Start DATA FOR PROCESSING

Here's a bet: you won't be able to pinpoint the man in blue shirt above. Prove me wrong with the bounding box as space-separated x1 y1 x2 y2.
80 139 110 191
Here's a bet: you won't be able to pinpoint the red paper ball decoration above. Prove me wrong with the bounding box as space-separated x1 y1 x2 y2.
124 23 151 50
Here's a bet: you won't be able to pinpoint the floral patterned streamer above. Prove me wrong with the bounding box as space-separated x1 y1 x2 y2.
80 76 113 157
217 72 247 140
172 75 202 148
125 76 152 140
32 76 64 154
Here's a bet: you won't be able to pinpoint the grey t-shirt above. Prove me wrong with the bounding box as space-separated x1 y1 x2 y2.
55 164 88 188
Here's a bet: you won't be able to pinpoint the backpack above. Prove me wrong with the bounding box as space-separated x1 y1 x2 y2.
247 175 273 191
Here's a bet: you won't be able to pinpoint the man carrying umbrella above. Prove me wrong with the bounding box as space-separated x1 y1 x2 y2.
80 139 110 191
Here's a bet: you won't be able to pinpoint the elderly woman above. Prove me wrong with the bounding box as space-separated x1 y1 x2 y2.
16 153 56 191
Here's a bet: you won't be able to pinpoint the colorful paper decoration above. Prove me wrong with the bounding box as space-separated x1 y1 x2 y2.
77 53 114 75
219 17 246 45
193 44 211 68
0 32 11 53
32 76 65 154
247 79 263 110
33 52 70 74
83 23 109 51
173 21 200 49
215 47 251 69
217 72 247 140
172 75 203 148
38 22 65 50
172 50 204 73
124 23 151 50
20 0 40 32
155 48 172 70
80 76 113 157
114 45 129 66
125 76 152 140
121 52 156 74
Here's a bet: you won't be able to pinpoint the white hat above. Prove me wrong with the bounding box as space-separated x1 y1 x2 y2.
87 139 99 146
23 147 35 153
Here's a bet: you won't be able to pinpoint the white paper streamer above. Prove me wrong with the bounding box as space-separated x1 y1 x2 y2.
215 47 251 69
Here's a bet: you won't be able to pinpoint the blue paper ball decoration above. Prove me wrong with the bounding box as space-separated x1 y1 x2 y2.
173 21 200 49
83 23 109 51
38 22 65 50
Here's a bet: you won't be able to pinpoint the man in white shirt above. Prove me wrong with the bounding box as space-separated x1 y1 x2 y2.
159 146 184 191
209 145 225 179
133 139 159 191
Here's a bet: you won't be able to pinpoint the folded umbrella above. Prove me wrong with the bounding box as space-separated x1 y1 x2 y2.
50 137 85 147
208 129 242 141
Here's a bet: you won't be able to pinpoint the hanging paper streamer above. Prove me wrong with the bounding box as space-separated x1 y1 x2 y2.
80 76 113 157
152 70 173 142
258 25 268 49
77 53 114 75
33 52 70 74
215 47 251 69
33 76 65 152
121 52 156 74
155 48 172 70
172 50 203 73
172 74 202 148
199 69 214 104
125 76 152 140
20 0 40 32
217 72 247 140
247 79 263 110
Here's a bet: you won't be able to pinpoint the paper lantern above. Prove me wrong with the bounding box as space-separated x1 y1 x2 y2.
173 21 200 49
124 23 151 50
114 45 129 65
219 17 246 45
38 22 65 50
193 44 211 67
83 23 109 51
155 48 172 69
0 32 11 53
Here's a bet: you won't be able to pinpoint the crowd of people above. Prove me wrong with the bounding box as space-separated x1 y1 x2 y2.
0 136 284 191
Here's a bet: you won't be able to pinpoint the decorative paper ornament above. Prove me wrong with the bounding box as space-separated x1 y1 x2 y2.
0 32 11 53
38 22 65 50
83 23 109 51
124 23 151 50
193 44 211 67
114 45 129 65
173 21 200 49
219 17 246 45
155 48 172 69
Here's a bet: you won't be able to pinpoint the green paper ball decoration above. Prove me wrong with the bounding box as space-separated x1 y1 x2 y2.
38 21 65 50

End DATA FOR PROCESSING
Start DATA FOR PROCESSING

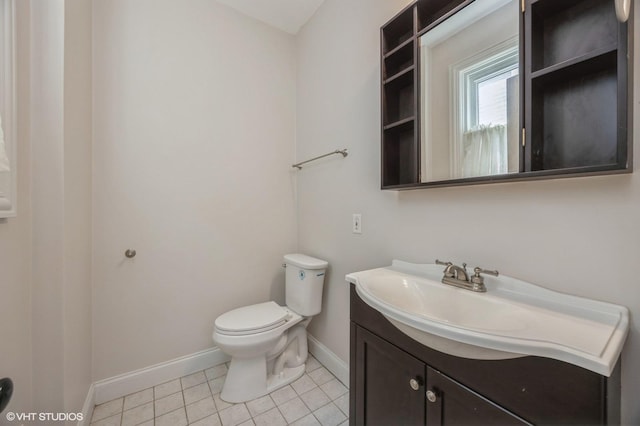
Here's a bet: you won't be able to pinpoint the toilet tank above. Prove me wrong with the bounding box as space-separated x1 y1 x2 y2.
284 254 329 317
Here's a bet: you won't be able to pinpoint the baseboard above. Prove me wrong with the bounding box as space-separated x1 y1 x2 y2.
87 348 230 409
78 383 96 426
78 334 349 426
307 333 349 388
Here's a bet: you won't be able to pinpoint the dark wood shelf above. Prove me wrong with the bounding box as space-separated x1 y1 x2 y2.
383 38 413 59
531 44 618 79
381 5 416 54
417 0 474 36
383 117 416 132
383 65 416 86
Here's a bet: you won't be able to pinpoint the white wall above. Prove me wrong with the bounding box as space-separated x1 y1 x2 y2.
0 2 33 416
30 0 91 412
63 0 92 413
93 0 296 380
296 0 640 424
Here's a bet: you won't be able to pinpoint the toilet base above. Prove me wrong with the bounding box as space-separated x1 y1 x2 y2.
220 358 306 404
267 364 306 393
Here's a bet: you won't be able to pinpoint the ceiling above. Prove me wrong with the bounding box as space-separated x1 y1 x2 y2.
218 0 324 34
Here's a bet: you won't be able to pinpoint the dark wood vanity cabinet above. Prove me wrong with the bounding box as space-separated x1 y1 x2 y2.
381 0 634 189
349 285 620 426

End DATA FOR PROCESSING

### YOUR OBJECTIVE:
Put everything from the line containing "the man carrying" down to the line containing "23 147 35 153", both included, into a numbered list, leaving out any blank lines and nothing else from the records.

### TASK RESPONSE:
1. Here's a bet: you won't be able to pinpoint the man carrying umbrella above. Prove me wrong with the bounding box as space-separated x1 y1 x2 y2.
2. 80 139 110 191
3. Here's a bet: you won't be able to pinpoint the elderly woman above. Prove me wrong with the bounding box as space-separated x1 y1 x2 y2.
4. 16 153 56 191
5. Here's a bet: you won't be able to pinpoint the colorful paper decoration above. Prove me wrong with the bounding box as space-separated x1 y1 x2 y2.
6. 77 53 114 75
7. 219 17 246 45
8. 193 44 211 68
9. 0 32 11 53
10. 32 76 65 154
11. 247 79 263 110
12. 33 52 70 74
13. 83 23 109 51
14. 173 21 200 49
15. 215 47 251 69
16. 217 72 247 140
17. 172 75 203 148
18. 38 22 65 50
19. 172 50 204 73
20. 124 23 151 50
21. 20 0 40 32
22. 155 48 172 70
23. 80 76 113 157
24. 114 45 129 66
25. 125 76 152 140
26. 121 52 156 74
27. Here's a bet: you won't be able to pinpoint the white hat above. Prove me wrong with the bounding box as space-separated x1 y1 x2 y2.
28. 87 139 99 146
29. 23 147 35 153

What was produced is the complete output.